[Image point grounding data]
● ● ● ● ● ● ●

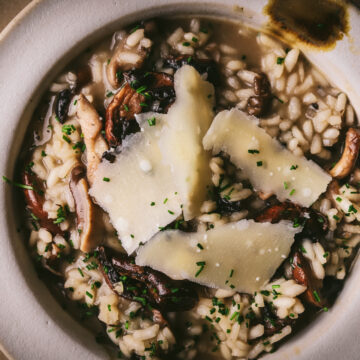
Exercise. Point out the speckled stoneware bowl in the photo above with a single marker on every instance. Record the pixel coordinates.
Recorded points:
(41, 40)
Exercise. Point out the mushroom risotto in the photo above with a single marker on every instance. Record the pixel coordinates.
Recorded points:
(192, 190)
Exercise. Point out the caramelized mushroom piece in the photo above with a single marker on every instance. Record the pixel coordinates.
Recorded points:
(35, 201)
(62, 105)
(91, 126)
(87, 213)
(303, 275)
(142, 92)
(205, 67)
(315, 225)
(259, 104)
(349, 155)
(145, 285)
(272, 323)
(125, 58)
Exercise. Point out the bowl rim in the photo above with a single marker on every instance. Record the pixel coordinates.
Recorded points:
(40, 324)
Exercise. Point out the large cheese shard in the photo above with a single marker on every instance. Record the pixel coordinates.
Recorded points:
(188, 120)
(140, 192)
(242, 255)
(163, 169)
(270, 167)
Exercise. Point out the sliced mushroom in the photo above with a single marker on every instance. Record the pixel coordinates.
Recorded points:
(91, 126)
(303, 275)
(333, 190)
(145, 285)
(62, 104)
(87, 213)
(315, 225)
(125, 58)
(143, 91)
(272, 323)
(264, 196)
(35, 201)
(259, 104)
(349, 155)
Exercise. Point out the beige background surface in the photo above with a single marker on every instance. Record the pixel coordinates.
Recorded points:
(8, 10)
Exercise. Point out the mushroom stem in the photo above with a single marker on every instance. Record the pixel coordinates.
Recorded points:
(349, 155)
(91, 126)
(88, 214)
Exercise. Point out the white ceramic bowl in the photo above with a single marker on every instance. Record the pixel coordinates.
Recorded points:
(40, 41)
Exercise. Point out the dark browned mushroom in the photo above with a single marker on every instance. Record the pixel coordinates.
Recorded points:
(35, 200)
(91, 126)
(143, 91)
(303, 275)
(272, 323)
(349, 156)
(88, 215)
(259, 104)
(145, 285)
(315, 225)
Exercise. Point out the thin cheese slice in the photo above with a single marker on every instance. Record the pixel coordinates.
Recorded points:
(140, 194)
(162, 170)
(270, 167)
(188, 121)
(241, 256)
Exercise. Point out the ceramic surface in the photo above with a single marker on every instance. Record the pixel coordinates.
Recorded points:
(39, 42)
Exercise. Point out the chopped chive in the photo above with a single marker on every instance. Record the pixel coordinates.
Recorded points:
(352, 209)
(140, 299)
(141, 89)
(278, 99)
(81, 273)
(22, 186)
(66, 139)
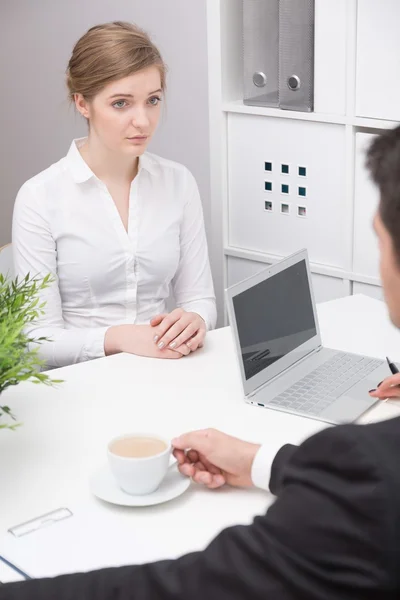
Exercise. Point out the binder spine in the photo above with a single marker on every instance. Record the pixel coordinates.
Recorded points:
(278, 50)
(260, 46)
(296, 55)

● ● ● ● ● ● ●

What should appear is an exact copy of the lines from the one containing "Exercise. Point out the ceramic" through the last line of the records above, pictures excluded.

Exercise. Point out the ceramic surface in the photo above with a single marker on every instance. Record the pixel coordinates.
Recorded points:
(39, 42)
Exercise. Point out the chopped chive in the photo above with a single marker on every instance. Record the pixel coordinates.
Recorded points:
(352, 209)
(140, 299)
(141, 89)
(278, 99)
(81, 273)
(22, 186)
(66, 139)
Exercise. Point out the binder spine in the photo above with a single marker on every instance. Record the pixel coordinates.
Recorded points:
(278, 50)
(260, 46)
(296, 55)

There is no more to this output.